EXCERPT TO READ:
****

Reputation: 367
I have an ArrayBuffer of Strings that contains the labels of all the vertices of the graph I want to create. I need to create a RDD object [(VertexId, String)]
which are going to be the nodes for my future graph, where VertexId for each node = index of the node's label in the ArrayBuffer.
I found only information about creating an RDD using SparkContext.textFile(String fname)
, but nothing on how to create RDD from datastructures.
Is there a way to do this or do I always have to create the RDD from a file?
Upvotes: 1
Views: 1581
Reputation: 40370
What you are looking for is the parallelize method:
val data = Array(1, 2, 3, 4, 5)
val distData = sc.parallelize(data)
Parallelized collections are created by calling SparkContext’s parallelize method on an existing collection in your driver program (a Scala Seq). The elements of the collection are copied to form a distributed dataset that can be operated on in parallel.
So considering your ArrayBuffer[(VertexId,String)], you'll need to transform that into a Seq before and then passing it as an argument to sc.parallelize
According the ArrayBuffer scaladoc you can apply the method toSeq on your arraybuffer directly.
val distData = sc.parallelize(data.toSeq) // data your arraybuffer.
If your arraybuffer is like described in the question of type ArrayBuffer[(VertedId,String)]
, distData
will be an RDD[(VertedId,String)]
Upvotes: 1

****

INPUT FOR THIS TASK:
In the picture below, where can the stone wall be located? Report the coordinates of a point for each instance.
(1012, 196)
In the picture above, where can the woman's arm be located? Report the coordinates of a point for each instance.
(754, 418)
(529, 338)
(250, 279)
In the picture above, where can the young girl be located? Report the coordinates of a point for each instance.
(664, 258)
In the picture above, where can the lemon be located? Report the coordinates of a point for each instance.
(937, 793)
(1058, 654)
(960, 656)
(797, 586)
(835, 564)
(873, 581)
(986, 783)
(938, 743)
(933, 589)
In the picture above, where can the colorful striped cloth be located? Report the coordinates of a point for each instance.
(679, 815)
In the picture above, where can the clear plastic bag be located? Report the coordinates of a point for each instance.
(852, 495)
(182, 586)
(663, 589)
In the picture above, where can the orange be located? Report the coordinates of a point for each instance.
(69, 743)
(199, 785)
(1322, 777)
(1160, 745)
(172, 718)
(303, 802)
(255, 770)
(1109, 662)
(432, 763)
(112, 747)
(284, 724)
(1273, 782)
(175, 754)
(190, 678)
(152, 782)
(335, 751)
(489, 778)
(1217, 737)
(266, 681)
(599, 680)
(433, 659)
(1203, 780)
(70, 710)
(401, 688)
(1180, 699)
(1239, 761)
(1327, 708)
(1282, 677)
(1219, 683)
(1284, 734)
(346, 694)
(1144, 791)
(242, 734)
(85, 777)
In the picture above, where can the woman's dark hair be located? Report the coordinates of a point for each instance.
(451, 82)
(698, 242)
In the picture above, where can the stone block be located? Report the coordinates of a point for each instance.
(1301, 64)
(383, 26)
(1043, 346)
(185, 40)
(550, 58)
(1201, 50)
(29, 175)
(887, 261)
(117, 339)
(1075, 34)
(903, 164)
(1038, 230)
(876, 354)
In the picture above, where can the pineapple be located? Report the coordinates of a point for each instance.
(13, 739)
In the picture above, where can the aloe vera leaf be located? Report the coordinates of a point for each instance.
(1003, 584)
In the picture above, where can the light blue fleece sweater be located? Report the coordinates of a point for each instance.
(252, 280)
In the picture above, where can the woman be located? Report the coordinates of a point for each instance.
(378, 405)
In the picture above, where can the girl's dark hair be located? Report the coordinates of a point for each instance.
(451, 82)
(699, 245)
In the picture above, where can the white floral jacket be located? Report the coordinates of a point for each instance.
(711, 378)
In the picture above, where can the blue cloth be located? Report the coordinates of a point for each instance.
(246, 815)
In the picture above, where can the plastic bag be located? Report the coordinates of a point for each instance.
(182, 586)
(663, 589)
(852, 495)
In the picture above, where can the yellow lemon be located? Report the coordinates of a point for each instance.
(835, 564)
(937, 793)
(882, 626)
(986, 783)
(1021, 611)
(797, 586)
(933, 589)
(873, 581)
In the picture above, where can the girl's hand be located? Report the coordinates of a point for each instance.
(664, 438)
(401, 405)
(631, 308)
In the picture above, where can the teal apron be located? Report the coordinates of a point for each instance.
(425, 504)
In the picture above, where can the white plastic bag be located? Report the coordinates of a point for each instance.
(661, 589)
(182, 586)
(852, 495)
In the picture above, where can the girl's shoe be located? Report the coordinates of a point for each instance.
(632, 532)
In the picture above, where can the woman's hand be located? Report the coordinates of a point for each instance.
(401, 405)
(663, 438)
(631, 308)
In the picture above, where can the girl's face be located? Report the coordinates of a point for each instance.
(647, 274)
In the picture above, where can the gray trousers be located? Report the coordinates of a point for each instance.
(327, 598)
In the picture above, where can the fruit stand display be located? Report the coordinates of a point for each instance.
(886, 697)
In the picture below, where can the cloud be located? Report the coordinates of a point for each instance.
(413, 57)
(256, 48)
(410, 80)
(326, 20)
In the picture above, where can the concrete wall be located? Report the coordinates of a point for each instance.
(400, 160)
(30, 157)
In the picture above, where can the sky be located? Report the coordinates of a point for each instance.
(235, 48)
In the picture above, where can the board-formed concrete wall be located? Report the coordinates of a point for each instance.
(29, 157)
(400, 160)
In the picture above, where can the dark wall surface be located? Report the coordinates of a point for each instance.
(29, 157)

****

REQUIREMENTS:
1. Retype the part of the Spark thread starting at "val distData = sc.parallelize(data)" and ending at "your arraybuffer directly.".
2. Please pull out every line of the listing that contains the word "hand".
The Spark thread and the listing are unrelated to each other.

WORKED SOLUTIONS:
1.
val distData = sc.parallelize(data)
Parallelized collections are created by calling SparkContext’s parallelize method on an existing collection in your driver program (a Scala Seq). The elements of the collection are copied to form a distributed dataset that can be operated on in parallel.
So considering your ArrayBuffer[(VertexId,String)], you'll need to transform that into a Seq before and then passing it as an argument to sc.parallelize
According the ArrayBuffer scaladoc you can apply the method toSeq on your arraybuffer directly.

2.
In the picture above, where can the girl's hand be located? Report the coordinates of a point for each instance.
In the picture above, where can the woman's hand be located? Report the coordinates of a point for each instance.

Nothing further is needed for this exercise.